# Start of Supplied material

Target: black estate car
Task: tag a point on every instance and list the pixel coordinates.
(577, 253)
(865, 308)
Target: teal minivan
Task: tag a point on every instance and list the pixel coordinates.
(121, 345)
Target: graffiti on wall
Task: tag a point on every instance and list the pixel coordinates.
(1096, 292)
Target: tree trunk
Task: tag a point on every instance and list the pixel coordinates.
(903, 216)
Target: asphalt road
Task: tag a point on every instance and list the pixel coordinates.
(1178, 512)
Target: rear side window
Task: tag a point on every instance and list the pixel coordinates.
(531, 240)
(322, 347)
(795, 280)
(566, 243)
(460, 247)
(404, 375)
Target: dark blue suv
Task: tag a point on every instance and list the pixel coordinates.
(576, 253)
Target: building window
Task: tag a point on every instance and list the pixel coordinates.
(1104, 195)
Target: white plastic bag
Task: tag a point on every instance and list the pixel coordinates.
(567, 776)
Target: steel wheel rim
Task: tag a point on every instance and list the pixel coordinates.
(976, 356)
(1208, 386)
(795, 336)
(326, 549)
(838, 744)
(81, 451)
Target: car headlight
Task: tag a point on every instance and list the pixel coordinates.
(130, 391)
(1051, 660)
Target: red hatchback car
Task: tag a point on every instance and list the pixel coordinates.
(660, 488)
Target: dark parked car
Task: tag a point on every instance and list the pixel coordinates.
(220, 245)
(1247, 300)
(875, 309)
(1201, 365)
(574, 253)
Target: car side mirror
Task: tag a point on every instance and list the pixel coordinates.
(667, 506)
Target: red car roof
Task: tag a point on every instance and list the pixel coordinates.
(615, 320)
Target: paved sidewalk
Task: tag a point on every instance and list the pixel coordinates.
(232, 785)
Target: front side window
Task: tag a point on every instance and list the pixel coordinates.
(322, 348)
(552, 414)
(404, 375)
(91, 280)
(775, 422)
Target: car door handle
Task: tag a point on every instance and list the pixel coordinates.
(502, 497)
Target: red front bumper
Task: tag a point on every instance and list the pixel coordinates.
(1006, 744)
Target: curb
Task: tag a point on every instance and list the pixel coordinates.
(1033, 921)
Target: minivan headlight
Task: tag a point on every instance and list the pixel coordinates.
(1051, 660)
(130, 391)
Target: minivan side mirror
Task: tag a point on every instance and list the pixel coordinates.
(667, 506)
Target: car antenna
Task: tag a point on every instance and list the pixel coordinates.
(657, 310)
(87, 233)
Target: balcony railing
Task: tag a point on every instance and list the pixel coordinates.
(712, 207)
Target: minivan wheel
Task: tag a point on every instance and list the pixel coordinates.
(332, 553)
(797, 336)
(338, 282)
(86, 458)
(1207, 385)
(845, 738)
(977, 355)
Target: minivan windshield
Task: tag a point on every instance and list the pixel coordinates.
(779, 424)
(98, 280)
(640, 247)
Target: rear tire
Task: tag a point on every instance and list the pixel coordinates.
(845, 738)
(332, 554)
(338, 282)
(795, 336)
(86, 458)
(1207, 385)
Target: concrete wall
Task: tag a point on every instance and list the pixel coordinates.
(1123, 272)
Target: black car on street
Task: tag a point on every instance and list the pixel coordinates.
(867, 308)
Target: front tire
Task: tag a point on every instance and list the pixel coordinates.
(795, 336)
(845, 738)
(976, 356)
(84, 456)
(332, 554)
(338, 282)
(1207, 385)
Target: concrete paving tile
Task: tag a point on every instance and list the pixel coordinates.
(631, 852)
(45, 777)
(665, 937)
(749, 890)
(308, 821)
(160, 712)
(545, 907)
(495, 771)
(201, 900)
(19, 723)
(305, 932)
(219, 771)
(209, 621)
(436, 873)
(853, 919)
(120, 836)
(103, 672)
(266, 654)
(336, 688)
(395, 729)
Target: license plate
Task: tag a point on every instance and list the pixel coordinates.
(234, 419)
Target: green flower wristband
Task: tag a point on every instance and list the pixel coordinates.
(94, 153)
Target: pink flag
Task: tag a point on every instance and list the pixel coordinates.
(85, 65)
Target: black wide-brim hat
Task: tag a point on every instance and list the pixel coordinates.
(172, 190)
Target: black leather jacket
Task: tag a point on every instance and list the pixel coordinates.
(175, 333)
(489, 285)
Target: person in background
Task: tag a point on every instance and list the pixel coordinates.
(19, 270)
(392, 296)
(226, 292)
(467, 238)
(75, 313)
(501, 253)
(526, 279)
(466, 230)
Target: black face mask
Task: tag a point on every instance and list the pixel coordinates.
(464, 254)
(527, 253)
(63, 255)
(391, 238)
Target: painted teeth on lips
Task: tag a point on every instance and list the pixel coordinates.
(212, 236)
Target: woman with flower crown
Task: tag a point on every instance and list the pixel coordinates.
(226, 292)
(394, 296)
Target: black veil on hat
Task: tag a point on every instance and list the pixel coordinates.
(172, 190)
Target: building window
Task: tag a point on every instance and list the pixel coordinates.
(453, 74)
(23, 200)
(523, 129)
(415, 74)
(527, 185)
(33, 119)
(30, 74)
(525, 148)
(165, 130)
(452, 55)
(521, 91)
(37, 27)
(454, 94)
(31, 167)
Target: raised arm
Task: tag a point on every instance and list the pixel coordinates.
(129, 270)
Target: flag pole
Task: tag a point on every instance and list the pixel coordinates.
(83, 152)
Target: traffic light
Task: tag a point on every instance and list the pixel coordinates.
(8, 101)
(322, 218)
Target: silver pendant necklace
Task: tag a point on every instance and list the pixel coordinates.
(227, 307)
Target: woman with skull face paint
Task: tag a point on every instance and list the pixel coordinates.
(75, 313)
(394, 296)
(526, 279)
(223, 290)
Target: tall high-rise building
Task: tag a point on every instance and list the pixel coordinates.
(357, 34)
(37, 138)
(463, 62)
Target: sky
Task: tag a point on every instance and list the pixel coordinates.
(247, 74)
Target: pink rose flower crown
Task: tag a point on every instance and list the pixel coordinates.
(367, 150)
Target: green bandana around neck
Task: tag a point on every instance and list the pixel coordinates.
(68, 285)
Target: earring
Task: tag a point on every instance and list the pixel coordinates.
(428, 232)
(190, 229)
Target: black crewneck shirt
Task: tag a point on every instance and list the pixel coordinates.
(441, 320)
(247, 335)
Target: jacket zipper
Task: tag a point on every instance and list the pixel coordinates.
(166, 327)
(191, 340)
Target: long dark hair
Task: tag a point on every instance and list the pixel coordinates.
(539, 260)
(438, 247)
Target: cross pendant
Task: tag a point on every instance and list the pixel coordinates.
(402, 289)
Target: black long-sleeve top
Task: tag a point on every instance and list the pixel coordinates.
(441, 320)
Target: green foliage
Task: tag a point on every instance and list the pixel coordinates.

# End of Supplied material

● **Directive**: Print all of the entries above again, word for word and line for line, with nothing changed.

● **Output**:
Target: black estate car
Task: tag a point on every instance and list the pixel coordinates.
(577, 253)
(865, 308)
Target: teal minivan
Task: tag a point on every instance and list the pixel coordinates.
(121, 345)
Target: graffiti on wall
Task: tag a point on every instance and list the pixel coordinates.
(1096, 292)
Target: tree trunk
Task: tag a point on every instance and list the pixel coordinates.
(903, 216)
Target: asphalt road
Task: tag a point on every instance and list the pixel coordinates.
(1178, 512)
Target: rear side window
Task: tag a point on every instance and list the pixel coordinates.
(531, 240)
(322, 347)
(795, 280)
(566, 243)
(460, 247)
(404, 375)
Target: dark blue suv
Task: tag a point on every instance and list the pixel coordinates.
(576, 253)
Target: building window
Task: tag a point on every instance and list the pixel coordinates.
(1104, 195)
Target: white plastic bag
Task: tag a point on every instance and list the pixel coordinates.
(567, 776)
Target: steel wheel rim
Task: tag a point on every instance and list the pixel coordinates.
(976, 356)
(1208, 386)
(795, 336)
(326, 549)
(838, 744)
(81, 451)
Target: car headlight
Task: tag a point on every instance and list the pixel coordinates.
(130, 391)
(1051, 660)
Target: red hatchback car
Task: tag a point on every instance and list the pixel coordinates.
(660, 488)
Target: dark parked car
Task: tag a point on every instance and list the pixel coordinates.
(220, 245)
(1247, 300)
(875, 309)
(1201, 365)
(574, 253)
Target: car side mirror
Task: tag a point on every instance and list the pixel coordinates.
(667, 506)
Target: red car roof
Task: tag a point on every instance and list the pixel coordinates.
(615, 320)
Target: paved sidewalk
Task: tag a point on every instance and list the pixel coordinates.
(232, 785)
Target: front side window
Task: tag a point on every instance and list the pixel coordinates.
(322, 348)
(552, 414)
(404, 375)
(91, 280)
(775, 422)
Target: car door handle
Task: tag a point on every instance and list the pixel coordinates.
(502, 497)
Target: red front bumper
Task: tag a point on every instance and list the pixel coordinates.
(1006, 744)
Target: curb
Task: tag a point on every instance and list the pixel coordinates.
(1033, 921)
Target: minivan headlight
Task: tag a point on every instance and list the pixel coordinates.
(1051, 660)
(130, 391)
Target: minivan side mirror
Task: tag a point on every instance and list the pixel coordinates.
(667, 506)
Target: car antenna
Task: tag a point on every instance and list the pixel coordinates.
(657, 310)
(87, 233)
Target: balcony railing
Task: tag a point on every instance and list the pixel coordinates.
(712, 207)
Target: minivan wheel
Task: tag a point on every instance and list the pixel coordinates.
(332, 553)
(797, 336)
(338, 282)
(86, 458)
(1207, 385)
(845, 738)
(977, 355)
Target: minivan windshield
Task: tag a point on every instance and list the pixel coordinates.
(779, 424)
(98, 280)
(640, 247)
Target: rear tire
Task: tag a point on every instance and list the pixel coordinates.
(845, 738)
(332, 554)
(338, 282)
(795, 336)
(86, 458)
(1207, 385)
Target: concrete wall
Task: tag a point on every instance and list the pixel coordinates.
(1123, 272)
Target: black car on street
Task: tag a point on every instance and list the pixel coordinates.
(867, 308)
Target: front tire
Task: tag a point on every instance and list the pixel coordinates.
(795, 336)
(845, 738)
(976, 356)
(84, 456)
(332, 554)
(338, 282)
(1207, 385)
Target: concrete paving tile
Task: tag a point on every instance and list the pixel coordinates.
(631, 852)
(45, 777)
(665, 937)
(749, 890)
(308, 821)
(160, 712)
(545, 907)
(495, 771)
(201, 900)
(19, 723)
(305, 932)
(219, 771)
(209, 621)
(436, 873)
(853, 919)
(120, 836)
(103, 672)
(266, 654)
(336, 688)
(395, 729)
Target: license plate
Task: tag a point on every instance and list the pixel coordinates.
(234, 419)
Target: green flower wristband
Task: tag a point on every instance and list the pixel coordinates.
(94, 153)
Target: pink flag
Task: tag a point on every instance and list the pixel coordinates.
(85, 65)
Target: black wide-brim hat
Task: tag a point on every instance and list the pixel coordinates.
(172, 190)
Target: black leather jacket
Task: tag a point on every instance and list the pixel coordinates.
(175, 333)
(489, 285)
Target: person in background
Task: tag a point on every instance and list the pixel coordinates.
(19, 270)
(392, 296)
(226, 292)
(467, 238)
(75, 313)
(501, 253)
(526, 279)
(466, 230)
Target: black face mask
Task: tag a point on every instance and list the pixel coordinates.
(464, 254)
(527, 253)
(63, 255)
(391, 238)
Target: painted teeth on lips
Task: tag a point on every instance and list the pixel coordinates.
(212, 236)
Target: woman with flower crown
Task: tag a point on every instance and list the pixel coordinates.
(226, 292)
(394, 296)
Target: black veil on hat
Task: tag a point on every instance and list the pixel coordinates.
(172, 190)
Target: building window
Task: tag a point on every instance and list the pixel coordinates.
(453, 74)
(23, 200)
(523, 129)
(415, 74)
(527, 185)
(33, 119)
(30, 74)
(525, 148)
(165, 130)
(452, 55)
(521, 91)
(37, 27)
(454, 94)
(31, 167)
Target: raised arm
Task: tag a point on every instance and list the pixel coordinates.
(129, 270)
Target: flag pole
Task: tag a point on every instance and list the pixel coordinates.
(83, 152)
Target: traffic light
Task: tag a point on every instance and list the pixel coordinates.
(8, 101)
(322, 218)
Target: silver pendant necklace
Task: tag a point on every instance and list the pixel coordinates.
(227, 307)
Target: woman with skull face paint
Task: tag a point on every instance and list the pixel coordinates.
(75, 313)
(394, 296)
(526, 279)
(223, 290)
Target: tall high-rise building
Task: tag a point on every instance and list the pixel coordinates.
(357, 34)
(37, 138)
(463, 62)
Target: sky
Task: tag a point on every instance and list the pixel coordinates.
(247, 74)
Target: pink rose flower crown
Task: tag a point on every instance and list the pixel coordinates.
(367, 150)
Target: green bandana around neck
Task: tag a point on every instance and list the pixel coordinates.
(68, 285)
Target: earring
Task: tag a point on every instance and list the pixel coordinates.
(428, 232)
(190, 229)
Target: black crewneck shirt
Task: tag a point on every instance and list the pixel coordinates.
(441, 320)
(247, 335)
Target: jacket zipper
Task: tag a point on every instance and list the pixel coordinates.
(166, 327)
(191, 340)
Target: long dark hair
Task: tag a point on every instance and list the pixel coordinates.
(539, 260)
(438, 247)
Target: cross pendant
Task: tag a point on every instance and list the pixel coordinates.
(402, 289)
Target: black long-sleeve top
Task: tag a point on every instance and list the pixel coordinates.
(441, 320)
Target: green foliage
Task: tag a point on every instance and list the pixel coordinates.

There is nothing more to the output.